◆ **Exercice écrit a**:
Sélectionnez toutes les lignes des enregistrements où figure le mot « every ». Majuscules et minuscules comptent.

===============

Ah !...Les belles filles !

Le billet quotidien d'Yves Marek sur la partie majoritaire Karpov - Reste du Monde, disputée à l'occasion du Tour de France.

Yves Marek

Ce billet pour l'étape qui arrive - cela ne s'invente pas - à La Planche des belles filles - sera donc d'humeur coquine et grivoise et tiendra ma promesse d'évoquer Vénus. Prévenons tout de suite les jeunes lecteurs pudibonds que cette chronique issue des 32 cases du continent noir de mon cerveau - et, d'évidence, des cases manquantes - doit être marquée aussi de 32 carrés blancs.

 

Ah... on imagine avec volupté, en cet été, les belles filles faisant la planche dans la mer noire en Bulgarie à Varna où Spassky remporta une Est-Indienne d'anthologie contre Evans aux Olympiades de 1962, plongeant comme un ouragan dans la piscine de l'Hotel de Paris à Monaco pendant le tournoi Mélody Amber, ou nageant gracieusement dans l'incomparable piscine du Marillia d'Hammamet qui a abrité le premier tournoi de la francophonie !

Et on plaint les coureurs cyclistes du Tour de France, tous masculins, qui auraient du choisir un autre sport avec le même argument qu'Edgar Faure refusant l'entrée dans la franc-maçonnerie: "ça manque de femmes!".

 

Tandis que les joueurs d'échecs, certes majoritairement masculins, ne doutent pas de la force du sexe dit faible et de l'égalité des sexes depuis que Judith Polgar a défait les plus grands et que la jeune prodige chinoise Hou Yifan a récemment terrassé 5 des trente meilleurs joueurs au monde, dont Shirov de belle manière, au dernier tournoi de Gibraltar. Ceci sans remonter à la grande championne russe Véra Menchik, amie de Lénine, ou plus récemment aux deux imbattables georgiennes, Maia Tchiburdanidze et Nona Gaprindashvili. Personne ne nous reprochera d'avoir un faible particulier pour la sublime Carmen Kass, mannequin de l'année du magazine Vogue en 2000, présidente de la ligue estonienne des échecs, députée dans son pays, et connue surtout pour se glisser dans un bain d'or dans la publicité du parfum Dior, J'adore!, ce qui présagerait de goûts de luxe inaccessibles aux  bourses des joueurs d'échecs si elle n'avait épousé un grand-maître.

===============

◆ **Exercice écrit b**:
Recopiez le texte sur la partie Karpov - Reste du Monde, de « Ah !...Les belles » jusqu'à « 32 carrés blancs. » inclus, en remplaçant « billet » par « article ».

===============

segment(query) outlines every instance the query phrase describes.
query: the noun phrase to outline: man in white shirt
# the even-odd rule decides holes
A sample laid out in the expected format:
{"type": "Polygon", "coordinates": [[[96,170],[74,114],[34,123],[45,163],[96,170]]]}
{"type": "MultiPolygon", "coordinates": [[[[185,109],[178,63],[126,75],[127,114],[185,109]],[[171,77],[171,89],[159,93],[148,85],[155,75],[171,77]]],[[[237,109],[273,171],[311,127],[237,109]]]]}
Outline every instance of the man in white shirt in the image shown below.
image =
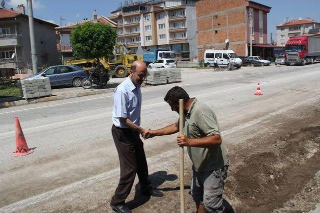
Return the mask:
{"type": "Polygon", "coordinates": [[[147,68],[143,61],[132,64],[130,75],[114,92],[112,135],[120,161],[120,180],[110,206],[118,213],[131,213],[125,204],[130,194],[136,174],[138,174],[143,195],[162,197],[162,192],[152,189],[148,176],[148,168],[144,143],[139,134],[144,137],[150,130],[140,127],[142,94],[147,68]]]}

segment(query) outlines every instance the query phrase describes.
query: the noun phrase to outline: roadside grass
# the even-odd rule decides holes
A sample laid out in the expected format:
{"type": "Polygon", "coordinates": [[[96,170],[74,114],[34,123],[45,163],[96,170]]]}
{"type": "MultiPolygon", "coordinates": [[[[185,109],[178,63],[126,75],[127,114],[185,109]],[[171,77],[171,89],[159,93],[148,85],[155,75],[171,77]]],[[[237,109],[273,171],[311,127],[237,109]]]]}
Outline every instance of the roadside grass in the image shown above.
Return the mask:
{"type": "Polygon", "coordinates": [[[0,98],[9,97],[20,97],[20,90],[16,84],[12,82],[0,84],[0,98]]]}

===============

◆ **Corrigé détaillé a**:
segment(query) outlines every instance the query phrase describes.
Outline every instance of the man in white shirt in the image shown below.
segment(query) outlines every instance the query phrase describes.
Outline every instance of the roadside grass in the image shown above.

◆ **Corrigé détaillé b**:
Ah !...Les belles filles !

Le article quotidien d'Yves Marek sur la partie majoritaire Karpov - Reste du Monde, disputée à l'occasion du Tour de France.

Yves Marek

Ce article pour l'étape qui arrive - cela ne s'invente pas - à La Planche des belles filles - sera donc d'humeur coquine et grivoise et tiendra ma promesse d'évoquer Vénus. Prévenons tout de suite les jeunes lecteurs pudibonds que cette chronique issue des 32 cases du continent noir de mon cerveau - et, d'évidence, des cases manquantes - doit être marquée aussi de 32 carrés blancs.